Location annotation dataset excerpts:
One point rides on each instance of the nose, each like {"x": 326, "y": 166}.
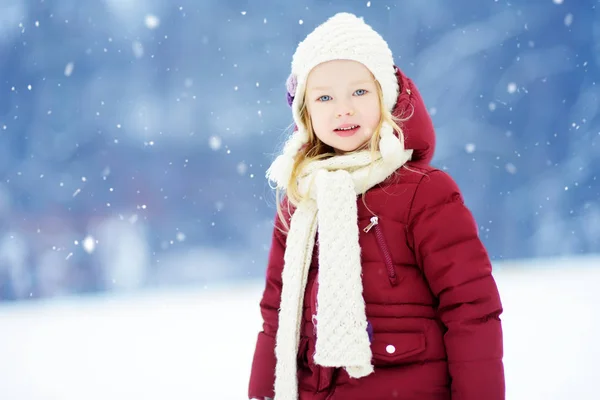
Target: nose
{"x": 348, "y": 112}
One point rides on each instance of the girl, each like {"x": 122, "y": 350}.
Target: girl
{"x": 378, "y": 286}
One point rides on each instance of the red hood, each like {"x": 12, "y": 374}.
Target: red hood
{"x": 419, "y": 134}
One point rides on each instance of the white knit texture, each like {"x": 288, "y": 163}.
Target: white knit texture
{"x": 342, "y": 338}
{"x": 331, "y": 187}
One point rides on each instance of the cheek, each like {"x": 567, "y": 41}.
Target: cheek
{"x": 373, "y": 116}
{"x": 319, "y": 120}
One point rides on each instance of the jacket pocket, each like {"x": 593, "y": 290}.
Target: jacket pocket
{"x": 383, "y": 249}
{"x": 393, "y": 348}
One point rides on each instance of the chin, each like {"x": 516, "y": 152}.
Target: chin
{"x": 346, "y": 147}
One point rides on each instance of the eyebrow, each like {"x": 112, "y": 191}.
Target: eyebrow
{"x": 351, "y": 84}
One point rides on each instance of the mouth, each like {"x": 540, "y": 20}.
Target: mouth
{"x": 347, "y": 130}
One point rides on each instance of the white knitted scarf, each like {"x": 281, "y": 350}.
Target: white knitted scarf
{"x": 330, "y": 188}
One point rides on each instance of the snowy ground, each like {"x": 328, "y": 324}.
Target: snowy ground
{"x": 198, "y": 344}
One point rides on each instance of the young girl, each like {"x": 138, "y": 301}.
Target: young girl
{"x": 378, "y": 286}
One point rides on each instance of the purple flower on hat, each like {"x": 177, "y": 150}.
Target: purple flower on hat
{"x": 291, "y": 84}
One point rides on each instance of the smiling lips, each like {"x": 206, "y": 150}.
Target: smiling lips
{"x": 346, "y": 129}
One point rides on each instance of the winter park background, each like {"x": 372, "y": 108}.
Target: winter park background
{"x": 134, "y": 214}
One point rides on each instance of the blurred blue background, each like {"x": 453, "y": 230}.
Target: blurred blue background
{"x": 134, "y": 135}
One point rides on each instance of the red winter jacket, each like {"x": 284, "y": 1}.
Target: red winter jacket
{"x": 431, "y": 300}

Work required »
Return the data between the line containing "One point rides on each instance of the red winter" and the end of the data, inclusive, reproducing each line verbatim.

Final answer »
One point rides on each instance of the red winter jacket, each like {"x": 284, "y": 1}.
Target: red winter jacket
{"x": 431, "y": 300}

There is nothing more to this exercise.